▶ [WHAT IS BEING ASKED]
List every pair of terms joined by a slash in the post about Infinite Jest below.

▶ [SOURCE TEXT]
· · · · ·
Monday, August 23, 2010

Alcohol Free, the Premise

There's a bit of a scene in that epic Infinite Jest when one of main characters from the rehab clinic is in the hospital after kicking some major Québécois butt--he's seriously hurt though, taking a bullet in the shoulder, if memory serves (the Canadians are flummoxed by the surprise kidnapping of their dog by another detox center/rehab house inhabitant, in some of the best and most exciting writing I've read in a while, though I won't go further here).  He's in the hospital, this guy, and he refuses pain medication that is scheduled as a narcotic.  Which is to say that he must endure unimaginable pain.  In the book he begins to hallucinate from the pain.  An apt metaphor, perhaps, because, for folks struggling with addiction in both the affirmative/positive drinking/using stage or the restricted/negative stage, they suffer for their addictions.  He must think that the absorption of any addictive substance will lead him to a binge--that complete abstention is the only choice to survive.
· · · · ·
▶ [Collected data]
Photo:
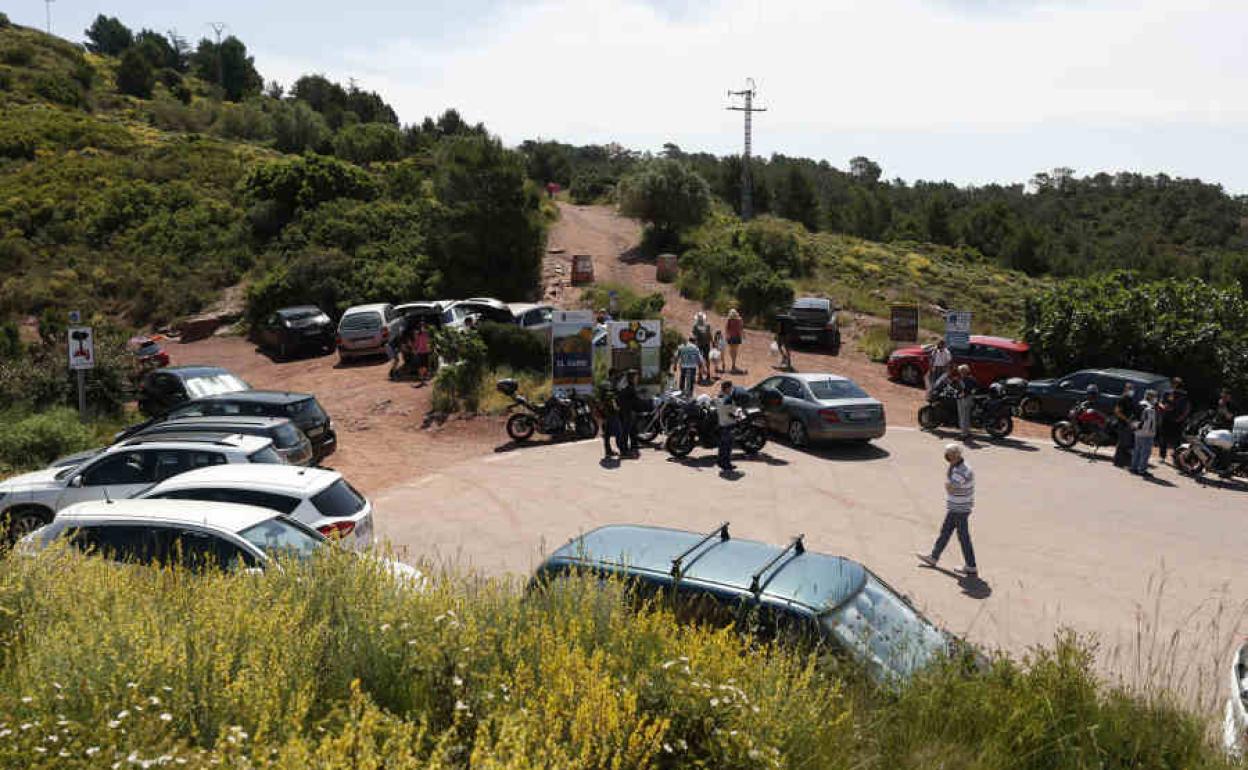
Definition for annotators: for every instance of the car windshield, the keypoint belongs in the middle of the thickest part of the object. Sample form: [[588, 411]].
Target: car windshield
[[825, 389], [211, 385], [884, 632], [278, 538], [267, 456]]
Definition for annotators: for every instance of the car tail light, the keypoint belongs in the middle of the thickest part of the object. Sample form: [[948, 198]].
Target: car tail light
[[337, 529]]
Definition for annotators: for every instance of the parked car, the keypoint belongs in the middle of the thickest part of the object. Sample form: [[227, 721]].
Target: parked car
[[302, 408], [814, 322], [1056, 397], [190, 533], [367, 330], [315, 497], [537, 318], [456, 315], [120, 471], [828, 598], [288, 441], [162, 389], [820, 408], [991, 358], [295, 330]]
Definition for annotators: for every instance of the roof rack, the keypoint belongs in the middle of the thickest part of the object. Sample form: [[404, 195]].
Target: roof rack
[[795, 545], [721, 531]]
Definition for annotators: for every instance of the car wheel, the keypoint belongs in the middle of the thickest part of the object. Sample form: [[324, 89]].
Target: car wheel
[[798, 436]]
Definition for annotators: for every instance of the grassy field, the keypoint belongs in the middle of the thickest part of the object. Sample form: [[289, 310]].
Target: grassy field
[[330, 664]]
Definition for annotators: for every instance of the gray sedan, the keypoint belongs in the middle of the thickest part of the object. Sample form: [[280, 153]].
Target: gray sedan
[[823, 407]]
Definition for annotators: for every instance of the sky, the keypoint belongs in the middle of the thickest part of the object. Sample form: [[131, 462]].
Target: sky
[[972, 91]]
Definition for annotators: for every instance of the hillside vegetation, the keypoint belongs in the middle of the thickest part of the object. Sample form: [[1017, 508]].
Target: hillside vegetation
[[330, 664]]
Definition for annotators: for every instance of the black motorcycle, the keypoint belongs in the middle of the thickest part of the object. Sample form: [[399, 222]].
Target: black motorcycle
[[558, 416], [991, 412], [698, 423]]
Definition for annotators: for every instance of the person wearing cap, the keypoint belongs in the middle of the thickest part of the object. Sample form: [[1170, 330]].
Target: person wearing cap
[[959, 502]]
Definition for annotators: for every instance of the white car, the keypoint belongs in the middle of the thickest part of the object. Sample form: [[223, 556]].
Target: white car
[[315, 497], [367, 330], [192, 533], [29, 501]]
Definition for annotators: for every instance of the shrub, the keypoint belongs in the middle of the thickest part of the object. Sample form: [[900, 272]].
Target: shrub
[[33, 441]]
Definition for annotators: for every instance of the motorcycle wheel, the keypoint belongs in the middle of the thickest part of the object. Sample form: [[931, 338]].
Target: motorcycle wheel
[[753, 439], [521, 427], [1065, 434], [680, 442], [1000, 427], [927, 418], [1188, 462], [587, 427]]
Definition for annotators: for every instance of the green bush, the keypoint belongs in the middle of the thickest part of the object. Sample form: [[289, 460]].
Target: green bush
[[507, 345], [33, 441]]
· · · · ·
▶ [REPLY]
detox center/rehab house
affirmative/positive
drinking/using
restricted/negative